**Short exercise**
Starting at the line that contains "Draw the outline of every instance of the river as" and continuing through the end of the records, switch "even-odd rule" to "nonzero winding rule" and leave everything else unchanged. Give back only those lines.

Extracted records
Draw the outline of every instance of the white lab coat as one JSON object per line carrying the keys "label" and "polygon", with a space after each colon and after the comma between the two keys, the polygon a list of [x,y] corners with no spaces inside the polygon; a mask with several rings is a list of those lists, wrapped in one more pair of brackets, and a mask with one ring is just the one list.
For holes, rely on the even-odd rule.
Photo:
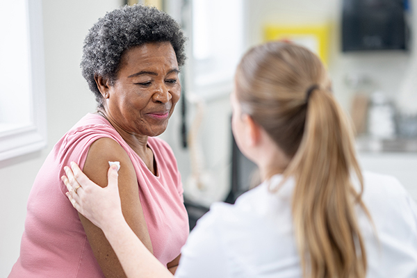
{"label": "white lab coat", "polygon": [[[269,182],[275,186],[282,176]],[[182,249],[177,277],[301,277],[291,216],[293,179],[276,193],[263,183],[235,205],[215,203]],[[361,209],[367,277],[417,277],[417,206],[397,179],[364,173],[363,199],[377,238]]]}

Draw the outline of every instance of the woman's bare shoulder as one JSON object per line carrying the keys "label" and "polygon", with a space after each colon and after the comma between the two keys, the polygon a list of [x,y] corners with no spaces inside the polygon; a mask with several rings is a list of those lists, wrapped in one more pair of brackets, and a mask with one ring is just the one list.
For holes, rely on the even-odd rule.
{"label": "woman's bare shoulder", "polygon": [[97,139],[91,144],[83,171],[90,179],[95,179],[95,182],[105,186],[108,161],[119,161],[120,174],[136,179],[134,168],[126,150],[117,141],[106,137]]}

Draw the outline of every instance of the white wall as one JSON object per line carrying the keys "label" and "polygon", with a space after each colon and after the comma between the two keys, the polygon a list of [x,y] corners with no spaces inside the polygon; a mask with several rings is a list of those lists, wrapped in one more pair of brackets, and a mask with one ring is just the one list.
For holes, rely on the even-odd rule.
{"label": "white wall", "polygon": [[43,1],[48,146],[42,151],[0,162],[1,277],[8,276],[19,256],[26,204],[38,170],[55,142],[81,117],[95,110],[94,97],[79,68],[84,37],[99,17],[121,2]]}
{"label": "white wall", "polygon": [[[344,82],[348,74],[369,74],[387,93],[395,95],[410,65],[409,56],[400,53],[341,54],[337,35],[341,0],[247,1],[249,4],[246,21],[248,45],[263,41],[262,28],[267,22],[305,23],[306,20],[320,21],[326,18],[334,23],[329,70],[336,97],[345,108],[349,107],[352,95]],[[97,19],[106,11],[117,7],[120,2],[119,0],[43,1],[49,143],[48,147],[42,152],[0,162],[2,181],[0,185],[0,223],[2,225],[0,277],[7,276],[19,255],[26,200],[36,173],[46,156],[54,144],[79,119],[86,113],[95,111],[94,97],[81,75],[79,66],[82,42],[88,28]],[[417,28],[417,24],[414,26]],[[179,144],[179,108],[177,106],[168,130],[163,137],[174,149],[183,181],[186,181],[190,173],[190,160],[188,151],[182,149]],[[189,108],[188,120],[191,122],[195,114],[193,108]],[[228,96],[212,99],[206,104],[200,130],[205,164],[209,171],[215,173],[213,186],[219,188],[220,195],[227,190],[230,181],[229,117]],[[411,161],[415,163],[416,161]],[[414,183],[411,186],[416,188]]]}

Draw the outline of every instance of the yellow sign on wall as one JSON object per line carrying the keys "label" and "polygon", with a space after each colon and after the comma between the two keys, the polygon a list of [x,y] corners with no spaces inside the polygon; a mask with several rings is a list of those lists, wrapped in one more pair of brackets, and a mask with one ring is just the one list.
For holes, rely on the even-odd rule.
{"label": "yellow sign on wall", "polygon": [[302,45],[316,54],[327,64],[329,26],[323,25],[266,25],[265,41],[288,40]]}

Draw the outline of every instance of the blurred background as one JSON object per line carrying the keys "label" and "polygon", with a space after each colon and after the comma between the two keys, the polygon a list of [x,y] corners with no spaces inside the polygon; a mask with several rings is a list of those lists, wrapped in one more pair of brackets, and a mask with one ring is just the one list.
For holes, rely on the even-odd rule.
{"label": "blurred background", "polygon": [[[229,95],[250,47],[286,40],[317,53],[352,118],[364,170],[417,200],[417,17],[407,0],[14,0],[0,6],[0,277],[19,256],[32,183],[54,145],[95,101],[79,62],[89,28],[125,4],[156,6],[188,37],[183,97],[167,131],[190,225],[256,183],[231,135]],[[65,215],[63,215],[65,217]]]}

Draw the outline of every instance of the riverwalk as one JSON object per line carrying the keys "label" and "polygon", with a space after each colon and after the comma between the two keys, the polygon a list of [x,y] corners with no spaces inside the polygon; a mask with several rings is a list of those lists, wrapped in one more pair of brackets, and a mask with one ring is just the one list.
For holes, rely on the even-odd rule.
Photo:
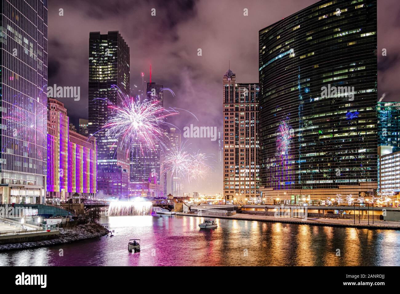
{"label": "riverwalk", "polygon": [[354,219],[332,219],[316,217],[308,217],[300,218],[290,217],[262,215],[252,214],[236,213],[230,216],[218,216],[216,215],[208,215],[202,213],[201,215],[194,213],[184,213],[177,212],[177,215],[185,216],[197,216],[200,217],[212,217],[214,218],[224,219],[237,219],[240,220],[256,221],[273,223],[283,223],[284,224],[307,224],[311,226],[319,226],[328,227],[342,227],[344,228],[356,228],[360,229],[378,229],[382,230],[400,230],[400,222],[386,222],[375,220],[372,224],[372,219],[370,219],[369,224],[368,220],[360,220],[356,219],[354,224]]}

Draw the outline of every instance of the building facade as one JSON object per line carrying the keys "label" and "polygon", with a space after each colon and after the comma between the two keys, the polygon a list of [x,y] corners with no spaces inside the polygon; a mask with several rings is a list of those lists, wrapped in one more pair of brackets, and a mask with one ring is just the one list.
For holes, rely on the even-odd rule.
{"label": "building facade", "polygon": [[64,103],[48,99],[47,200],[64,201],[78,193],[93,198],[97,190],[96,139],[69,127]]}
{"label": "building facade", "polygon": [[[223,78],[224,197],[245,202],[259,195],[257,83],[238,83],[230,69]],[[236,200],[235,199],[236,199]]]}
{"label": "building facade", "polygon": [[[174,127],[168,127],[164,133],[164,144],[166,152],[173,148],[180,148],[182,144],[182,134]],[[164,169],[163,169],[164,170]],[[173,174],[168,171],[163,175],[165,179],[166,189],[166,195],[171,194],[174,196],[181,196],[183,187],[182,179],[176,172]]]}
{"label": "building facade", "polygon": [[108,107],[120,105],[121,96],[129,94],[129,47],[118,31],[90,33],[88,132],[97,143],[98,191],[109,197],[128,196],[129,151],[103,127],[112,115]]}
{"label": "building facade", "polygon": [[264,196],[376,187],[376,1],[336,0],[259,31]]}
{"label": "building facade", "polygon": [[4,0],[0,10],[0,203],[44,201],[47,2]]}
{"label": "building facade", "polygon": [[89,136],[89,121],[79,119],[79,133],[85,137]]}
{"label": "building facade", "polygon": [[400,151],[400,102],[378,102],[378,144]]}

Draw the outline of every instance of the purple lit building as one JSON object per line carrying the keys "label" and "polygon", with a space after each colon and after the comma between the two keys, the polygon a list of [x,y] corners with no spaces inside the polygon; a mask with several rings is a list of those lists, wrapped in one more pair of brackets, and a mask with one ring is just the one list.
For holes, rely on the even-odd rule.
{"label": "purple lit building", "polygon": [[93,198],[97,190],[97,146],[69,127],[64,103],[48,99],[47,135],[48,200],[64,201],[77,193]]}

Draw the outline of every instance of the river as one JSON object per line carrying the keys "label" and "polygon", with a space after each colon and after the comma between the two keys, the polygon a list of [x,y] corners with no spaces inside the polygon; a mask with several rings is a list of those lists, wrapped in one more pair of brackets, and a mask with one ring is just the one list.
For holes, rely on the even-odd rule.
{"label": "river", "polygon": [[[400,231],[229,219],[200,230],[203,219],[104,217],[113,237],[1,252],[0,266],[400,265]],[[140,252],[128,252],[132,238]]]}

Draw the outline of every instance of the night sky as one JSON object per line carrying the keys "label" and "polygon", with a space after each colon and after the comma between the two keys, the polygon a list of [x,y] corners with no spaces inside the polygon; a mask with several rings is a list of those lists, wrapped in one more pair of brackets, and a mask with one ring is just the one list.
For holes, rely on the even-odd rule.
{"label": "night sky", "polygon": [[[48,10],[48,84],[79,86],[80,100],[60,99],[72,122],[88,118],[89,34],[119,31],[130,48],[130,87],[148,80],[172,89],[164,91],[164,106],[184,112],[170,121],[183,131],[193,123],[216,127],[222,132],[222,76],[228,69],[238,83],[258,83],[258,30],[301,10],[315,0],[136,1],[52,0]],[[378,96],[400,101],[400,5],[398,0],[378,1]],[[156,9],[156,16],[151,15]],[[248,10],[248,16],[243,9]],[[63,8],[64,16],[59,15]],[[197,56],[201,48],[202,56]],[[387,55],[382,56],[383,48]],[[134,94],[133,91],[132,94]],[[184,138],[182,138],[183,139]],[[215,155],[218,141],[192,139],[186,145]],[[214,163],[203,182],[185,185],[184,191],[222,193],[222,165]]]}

**The result**
Draw the outline of every instance of the river as one JSON object per line carrying the keys "label" and "polygon", with a space after each colon and after the comma between the two keys, the polygon a list of [x,y] corners with no spaces inside the polygon; a mask with several rings is a list of those lists, wrapped in one more pair of brackets, and a mask with one ring is just the one list.
For holes, rely on the nonzero winding rule.
{"label": "river", "polygon": [[[400,231],[229,219],[200,230],[203,219],[104,217],[113,237],[1,252],[0,266],[400,265]],[[140,252],[128,252],[132,238]]]}

Draw the outline of every instance of the night sky as one JSON object per line carrying the keys "label" and "polygon", with a space after each colon and after the comma between the two keys, the polygon a list of [x,y] corners with no spaces inside the polygon; a mask with several rings is a list of those lists, wrapped in one more pair of brackets, and a mask with one ring is just the one list.
For holes, rely on the nonzero winding rule.
{"label": "night sky", "polygon": [[[48,10],[48,84],[79,86],[80,100],[60,99],[72,122],[88,118],[89,34],[119,31],[130,48],[130,87],[148,80],[172,89],[164,91],[164,106],[184,112],[170,121],[183,131],[193,123],[216,127],[222,132],[222,76],[228,69],[238,83],[258,83],[258,30],[301,10],[315,0],[136,1],[52,0]],[[378,96],[400,101],[400,5],[398,0],[378,1]],[[156,9],[156,16],[151,15]],[[248,10],[248,16],[243,9]],[[63,8],[64,16],[59,15]],[[197,56],[201,48],[202,56]],[[387,55],[382,56],[383,48]],[[134,94],[133,91],[132,94]],[[184,138],[182,138],[183,139]],[[215,155],[218,141],[192,139],[186,145]],[[214,163],[203,182],[185,185],[184,191],[222,193],[222,165]]]}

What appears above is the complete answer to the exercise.